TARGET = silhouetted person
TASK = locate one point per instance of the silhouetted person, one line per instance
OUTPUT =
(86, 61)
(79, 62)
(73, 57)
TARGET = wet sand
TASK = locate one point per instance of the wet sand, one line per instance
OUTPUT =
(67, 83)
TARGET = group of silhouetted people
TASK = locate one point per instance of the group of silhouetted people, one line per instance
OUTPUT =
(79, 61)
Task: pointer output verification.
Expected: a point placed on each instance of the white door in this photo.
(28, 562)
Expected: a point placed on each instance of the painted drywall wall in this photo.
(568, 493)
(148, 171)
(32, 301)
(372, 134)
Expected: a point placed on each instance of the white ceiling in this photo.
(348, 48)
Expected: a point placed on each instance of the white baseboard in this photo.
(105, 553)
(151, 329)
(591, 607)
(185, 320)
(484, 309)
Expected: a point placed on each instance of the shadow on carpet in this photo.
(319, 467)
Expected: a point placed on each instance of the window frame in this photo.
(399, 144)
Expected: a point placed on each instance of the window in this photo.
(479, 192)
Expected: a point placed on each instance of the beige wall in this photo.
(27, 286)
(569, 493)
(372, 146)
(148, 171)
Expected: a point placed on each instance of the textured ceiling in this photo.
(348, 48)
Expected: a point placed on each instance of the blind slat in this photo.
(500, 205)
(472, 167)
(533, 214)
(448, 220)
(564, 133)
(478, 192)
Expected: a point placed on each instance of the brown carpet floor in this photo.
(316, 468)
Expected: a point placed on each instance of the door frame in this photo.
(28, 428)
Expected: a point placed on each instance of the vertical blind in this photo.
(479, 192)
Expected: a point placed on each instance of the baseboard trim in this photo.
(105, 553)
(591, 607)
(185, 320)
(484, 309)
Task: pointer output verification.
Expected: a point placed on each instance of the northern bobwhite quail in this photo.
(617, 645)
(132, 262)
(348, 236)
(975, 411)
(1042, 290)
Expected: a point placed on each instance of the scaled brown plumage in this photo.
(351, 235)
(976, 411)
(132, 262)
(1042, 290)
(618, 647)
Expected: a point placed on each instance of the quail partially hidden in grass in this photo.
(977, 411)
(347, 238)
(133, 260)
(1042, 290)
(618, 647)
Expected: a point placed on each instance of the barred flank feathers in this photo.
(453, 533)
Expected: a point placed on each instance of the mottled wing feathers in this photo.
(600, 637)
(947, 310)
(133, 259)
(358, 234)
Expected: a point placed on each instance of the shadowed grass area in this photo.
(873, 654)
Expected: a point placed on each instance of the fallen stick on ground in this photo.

######

Task instructions — Write the listing out again in its entirety, exactly.

Output of the exercise —
TARGET = silhouetted person
TASK = locate one point per instance of the silhouetted person, one line per instance
OUTPUT =
(86, 61)
(79, 62)
(73, 57)
TARGET = wet sand
TASK = locate one point per instance of the wet sand, one line per instance
OUTPUT =
(67, 83)
TARGET = group of silhouetted people
TASK = locate one point per instance of the group of silhouetted people, one line per instance
OUTPUT =
(79, 61)
Task: pointer output verification.
Expected: a point placed on each instance of the white door in this photo.
(28, 562)
Expected: a point placed on each instance of the painted drywall wall in this photo.
(568, 493)
(148, 171)
(32, 301)
(372, 134)
Expected: a point placed on each instance of the white ceiling in this photo.
(348, 48)
Expected: a point placed on each instance of the white baseboard in this photo.
(105, 553)
(151, 329)
(591, 607)
(185, 320)
(484, 309)
Expected: a point placed on each instance of the shadow on carpet in this photo.
(319, 467)
Expected: a point placed on each instance of the window frame in this photo.
(399, 144)
Expected: a point placed on each instance of the window in this photo.
(479, 192)
Expected: a point placed on each instance of the beige wall in this photo.
(27, 286)
(569, 493)
(372, 146)
(148, 171)
Expected: a point placed on each instance of the textured ceiling in this photo.
(348, 48)
Expected: a point placed on each instance of the blind slat in this photo.
(500, 205)
(472, 167)
(533, 214)
(448, 220)
(564, 133)
(478, 192)
Expected: a point placed on each instance of the brown carpet floor in this photo.
(316, 468)
Expected: a point placed on each instance of the door frame in this photo.
(28, 428)
Expected: a point placed on each instance of the vertical blind in this photo.
(479, 192)
Expected: a point placed on each instance of the baseboard trim in this photo.
(105, 553)
(591, 607)
(185, 320)
(484, 309)
Task: pointer output verification.
Expected: a point placed on each instance of the northern bobwhite quail in this photo.
(617, 645)
(132, 262)
(348, 236)
(975, 411)
(1042, 290)
Expected: a point placed on each instance of the scaled brown plumage in this photo.
(351, 235)
(976, 411)
(132, 262)
(1042, 290)
(618, 647)
Expected: a point placed on each instance of the quail partially hidden in grass in this photo.
(977, 411)
(347, 238)
(133, 260)
(1042, 290)
(618, 647)
Expected: a point placed on each instance of the barred flank feathers in this photo.
(453, 533)
Expected: a point placed on each instance of the mottled wing feathers in this photo.
(600, 637)
(947, 310)
(133, 259)
(358, 234)
Expected: a point placed on each instance of the shadowed grass area in this photo.
(873, 654)
Expected: a point placed on each instance of the fallen stick on ground in this photo.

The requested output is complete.